►

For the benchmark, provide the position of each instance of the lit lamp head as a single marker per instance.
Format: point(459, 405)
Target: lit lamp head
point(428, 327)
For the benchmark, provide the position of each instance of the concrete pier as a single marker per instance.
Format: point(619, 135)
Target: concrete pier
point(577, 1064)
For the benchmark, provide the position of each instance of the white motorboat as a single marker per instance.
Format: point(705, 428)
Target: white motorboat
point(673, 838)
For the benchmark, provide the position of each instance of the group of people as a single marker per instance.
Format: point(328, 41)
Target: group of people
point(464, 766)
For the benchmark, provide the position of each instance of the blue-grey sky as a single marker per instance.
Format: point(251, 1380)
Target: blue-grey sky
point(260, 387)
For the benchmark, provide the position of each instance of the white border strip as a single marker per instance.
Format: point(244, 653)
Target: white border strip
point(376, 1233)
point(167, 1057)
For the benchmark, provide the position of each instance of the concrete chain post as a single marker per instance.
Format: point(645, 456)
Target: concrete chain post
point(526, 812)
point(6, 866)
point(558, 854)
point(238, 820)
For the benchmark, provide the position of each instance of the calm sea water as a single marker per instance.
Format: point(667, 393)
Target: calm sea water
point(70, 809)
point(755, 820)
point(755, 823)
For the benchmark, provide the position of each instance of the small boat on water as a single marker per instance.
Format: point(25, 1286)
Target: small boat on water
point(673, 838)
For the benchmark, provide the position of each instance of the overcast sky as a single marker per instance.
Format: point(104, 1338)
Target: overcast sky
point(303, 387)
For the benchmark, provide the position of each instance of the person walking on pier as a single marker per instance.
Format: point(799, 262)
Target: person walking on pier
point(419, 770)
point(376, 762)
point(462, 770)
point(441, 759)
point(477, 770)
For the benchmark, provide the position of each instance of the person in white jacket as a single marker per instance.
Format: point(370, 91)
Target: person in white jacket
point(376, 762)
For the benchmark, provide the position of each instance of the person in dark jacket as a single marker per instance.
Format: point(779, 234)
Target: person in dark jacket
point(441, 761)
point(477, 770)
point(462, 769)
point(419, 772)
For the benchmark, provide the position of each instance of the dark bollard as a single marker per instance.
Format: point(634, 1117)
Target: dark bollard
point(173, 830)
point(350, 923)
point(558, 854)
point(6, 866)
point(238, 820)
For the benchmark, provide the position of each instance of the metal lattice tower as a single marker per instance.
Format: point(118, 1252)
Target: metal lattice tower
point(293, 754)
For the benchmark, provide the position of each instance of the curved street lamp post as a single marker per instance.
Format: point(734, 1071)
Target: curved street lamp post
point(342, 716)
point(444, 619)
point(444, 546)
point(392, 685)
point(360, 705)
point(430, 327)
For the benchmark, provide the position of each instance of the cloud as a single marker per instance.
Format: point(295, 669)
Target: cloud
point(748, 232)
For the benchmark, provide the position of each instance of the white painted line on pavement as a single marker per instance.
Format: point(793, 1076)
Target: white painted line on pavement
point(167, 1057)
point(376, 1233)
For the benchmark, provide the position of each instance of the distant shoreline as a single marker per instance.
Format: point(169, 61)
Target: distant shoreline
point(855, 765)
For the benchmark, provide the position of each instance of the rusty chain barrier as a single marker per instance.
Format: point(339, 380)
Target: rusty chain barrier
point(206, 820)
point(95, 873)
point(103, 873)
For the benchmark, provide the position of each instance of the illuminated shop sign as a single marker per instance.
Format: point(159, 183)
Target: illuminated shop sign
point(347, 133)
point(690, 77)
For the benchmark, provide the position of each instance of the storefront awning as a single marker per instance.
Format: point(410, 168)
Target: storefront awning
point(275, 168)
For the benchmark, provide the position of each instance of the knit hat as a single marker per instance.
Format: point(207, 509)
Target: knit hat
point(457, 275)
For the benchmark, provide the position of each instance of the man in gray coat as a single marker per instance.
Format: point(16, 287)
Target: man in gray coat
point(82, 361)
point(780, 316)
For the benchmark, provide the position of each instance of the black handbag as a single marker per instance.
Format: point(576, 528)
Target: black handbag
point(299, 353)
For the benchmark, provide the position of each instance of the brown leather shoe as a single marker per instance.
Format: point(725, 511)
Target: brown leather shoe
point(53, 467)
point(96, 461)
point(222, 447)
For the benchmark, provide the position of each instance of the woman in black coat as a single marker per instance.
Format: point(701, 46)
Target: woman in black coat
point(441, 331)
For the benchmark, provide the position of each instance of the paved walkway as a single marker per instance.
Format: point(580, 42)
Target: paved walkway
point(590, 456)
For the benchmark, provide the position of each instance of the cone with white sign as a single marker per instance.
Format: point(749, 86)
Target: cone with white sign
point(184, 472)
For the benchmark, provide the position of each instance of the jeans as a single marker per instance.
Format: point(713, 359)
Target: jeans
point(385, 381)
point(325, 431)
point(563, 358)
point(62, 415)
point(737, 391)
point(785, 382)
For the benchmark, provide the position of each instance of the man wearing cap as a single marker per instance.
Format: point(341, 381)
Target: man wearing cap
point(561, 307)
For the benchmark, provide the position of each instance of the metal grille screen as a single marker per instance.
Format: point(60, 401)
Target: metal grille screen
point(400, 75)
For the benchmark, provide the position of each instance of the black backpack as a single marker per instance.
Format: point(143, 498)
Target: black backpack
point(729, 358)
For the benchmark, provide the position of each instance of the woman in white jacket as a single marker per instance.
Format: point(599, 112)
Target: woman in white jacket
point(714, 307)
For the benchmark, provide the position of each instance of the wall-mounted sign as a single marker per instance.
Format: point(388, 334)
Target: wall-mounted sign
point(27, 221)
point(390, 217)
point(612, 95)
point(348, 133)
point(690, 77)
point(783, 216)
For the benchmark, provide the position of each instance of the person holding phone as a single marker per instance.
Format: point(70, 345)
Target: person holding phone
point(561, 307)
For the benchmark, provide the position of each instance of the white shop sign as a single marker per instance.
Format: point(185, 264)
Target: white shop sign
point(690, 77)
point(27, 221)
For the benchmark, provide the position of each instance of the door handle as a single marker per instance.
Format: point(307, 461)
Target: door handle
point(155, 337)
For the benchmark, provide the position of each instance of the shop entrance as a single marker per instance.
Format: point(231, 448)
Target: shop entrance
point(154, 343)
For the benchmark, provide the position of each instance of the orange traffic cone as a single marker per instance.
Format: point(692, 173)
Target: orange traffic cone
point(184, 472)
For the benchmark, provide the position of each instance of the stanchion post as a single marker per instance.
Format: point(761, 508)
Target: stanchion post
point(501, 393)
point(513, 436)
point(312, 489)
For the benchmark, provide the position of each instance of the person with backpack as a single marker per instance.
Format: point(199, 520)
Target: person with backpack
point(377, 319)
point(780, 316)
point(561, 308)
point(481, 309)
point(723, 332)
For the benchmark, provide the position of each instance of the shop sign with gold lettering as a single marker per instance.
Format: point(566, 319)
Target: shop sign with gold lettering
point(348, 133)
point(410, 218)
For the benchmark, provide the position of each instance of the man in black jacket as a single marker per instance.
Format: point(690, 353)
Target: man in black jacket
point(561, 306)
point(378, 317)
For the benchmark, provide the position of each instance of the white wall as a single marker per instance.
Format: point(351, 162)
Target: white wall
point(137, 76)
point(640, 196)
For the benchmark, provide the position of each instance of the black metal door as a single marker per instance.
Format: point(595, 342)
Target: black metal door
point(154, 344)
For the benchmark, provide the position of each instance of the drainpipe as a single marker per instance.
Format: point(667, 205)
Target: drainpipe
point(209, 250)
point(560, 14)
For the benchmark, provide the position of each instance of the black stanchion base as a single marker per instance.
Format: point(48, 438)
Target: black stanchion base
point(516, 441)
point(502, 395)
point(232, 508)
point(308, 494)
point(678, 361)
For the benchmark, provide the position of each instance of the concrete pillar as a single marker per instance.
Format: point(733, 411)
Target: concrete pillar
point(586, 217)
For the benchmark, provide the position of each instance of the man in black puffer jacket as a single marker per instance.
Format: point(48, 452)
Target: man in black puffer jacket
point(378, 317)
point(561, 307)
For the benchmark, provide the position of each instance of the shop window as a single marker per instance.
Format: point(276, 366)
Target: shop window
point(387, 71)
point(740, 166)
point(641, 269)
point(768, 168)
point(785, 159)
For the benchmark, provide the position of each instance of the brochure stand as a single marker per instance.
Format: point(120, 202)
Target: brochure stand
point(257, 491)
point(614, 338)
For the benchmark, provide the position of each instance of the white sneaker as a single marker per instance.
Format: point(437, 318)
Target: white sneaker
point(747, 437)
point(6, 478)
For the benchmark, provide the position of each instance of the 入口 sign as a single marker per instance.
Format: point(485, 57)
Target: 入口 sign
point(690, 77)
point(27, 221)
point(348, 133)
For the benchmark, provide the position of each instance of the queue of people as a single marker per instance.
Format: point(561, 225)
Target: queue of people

◄

EXERCISE DETAILS — Can you turn the lines from the one containing "dark jacket as a single marker per instance." through the one containing "point(419, 772)" into a numbered list? Include both of those lines and leave out any blank ones.

ANSWER TO THE EXERCISE —
1. For the benchmark, provide the position of each instance of the person in dark jacket as a single marker per instance.
2. Format: point(779, 234)
3. Target: person in dark jacket
4. point(441, 761)
5. point(477, 770)
6. point(462, 769)
7. point(419, 772)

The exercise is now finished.